# how long does it tank for new plants to become established?



## Darkblade48 (Jan 4, 2008)

You can trim whenever you feel like, really. If the plants grow too thick, they will shade out the lower parts and may float free.

Is this your 55g aquarium with 4x55W T5HO?


----------



## Eden Marel (Jan 28, 2010)

I'd wait a week or so for the roots to ground themselves that way if you're like me you don't accidently do a partially snip and move your scissors up and somehow take the whole plant up with you lol xD 

-__-;;;;


----------



## tuffgong (Apr 13, 2010)

With that setup, once everything gets settled, you're going to be asking: How long can I wait before I trim?, in about a month. Everything should begin growing like crazy if you dose properly and can keep your CO2 levels constant.


----------



## nicks7.1985 (Aug 11, 2010)

Rows taken from a dataset:
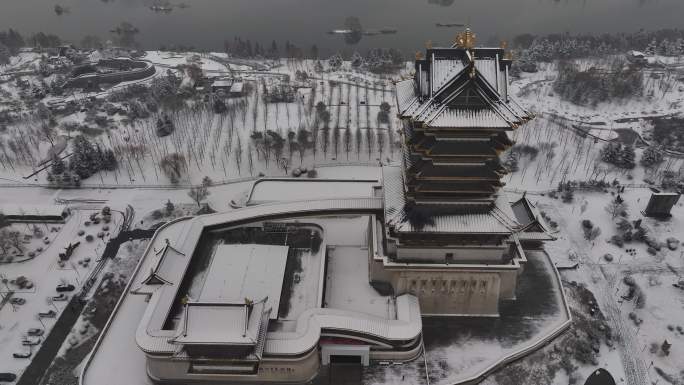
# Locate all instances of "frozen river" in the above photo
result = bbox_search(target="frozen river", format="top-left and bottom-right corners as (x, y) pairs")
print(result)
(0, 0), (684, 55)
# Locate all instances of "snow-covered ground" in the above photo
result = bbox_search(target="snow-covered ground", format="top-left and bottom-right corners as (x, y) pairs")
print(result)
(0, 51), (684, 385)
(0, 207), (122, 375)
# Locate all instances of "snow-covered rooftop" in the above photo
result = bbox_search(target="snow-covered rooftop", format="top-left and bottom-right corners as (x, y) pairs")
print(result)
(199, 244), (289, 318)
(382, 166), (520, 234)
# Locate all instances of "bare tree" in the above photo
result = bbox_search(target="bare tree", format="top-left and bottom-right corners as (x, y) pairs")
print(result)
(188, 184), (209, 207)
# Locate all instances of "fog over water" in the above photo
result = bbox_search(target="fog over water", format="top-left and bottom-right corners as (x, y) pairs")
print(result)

> **Tasks**:
(a) Please translate this sentence from the aquarium plant thread into Spanish: "If the plants grow too thick, they will shade out the lower parts and may float free."
(b) Pick up the aquarium plant thread at the point where it stops, and write the post that follows the last heading.

> **Answers**:
(a) Si las plantas crecen demasiado densas, darán sombra a las partes inferiores y podrían soltarse y quedar flotando.

(b)
yes darkblade it is. but after reading the answers to my other q's..iv reduced the light to 2x55w t5ho( they really dont seem that bright...its the cheap odyssea fixture that they sell on aquatraders..thats y i figured i needed 4 bulbs and not 2)..anyway..i reduced it to 2 and my wc day is tomorrow..so we'll see about the algae..its def hair algae thought




Darkblade48 said:


> You can trim whenever you feel like, really. If the plants grow too thick, they will shade out the lower parts and may float free.
> 
> Is this your 55g aquarium with 4x55W T5HO?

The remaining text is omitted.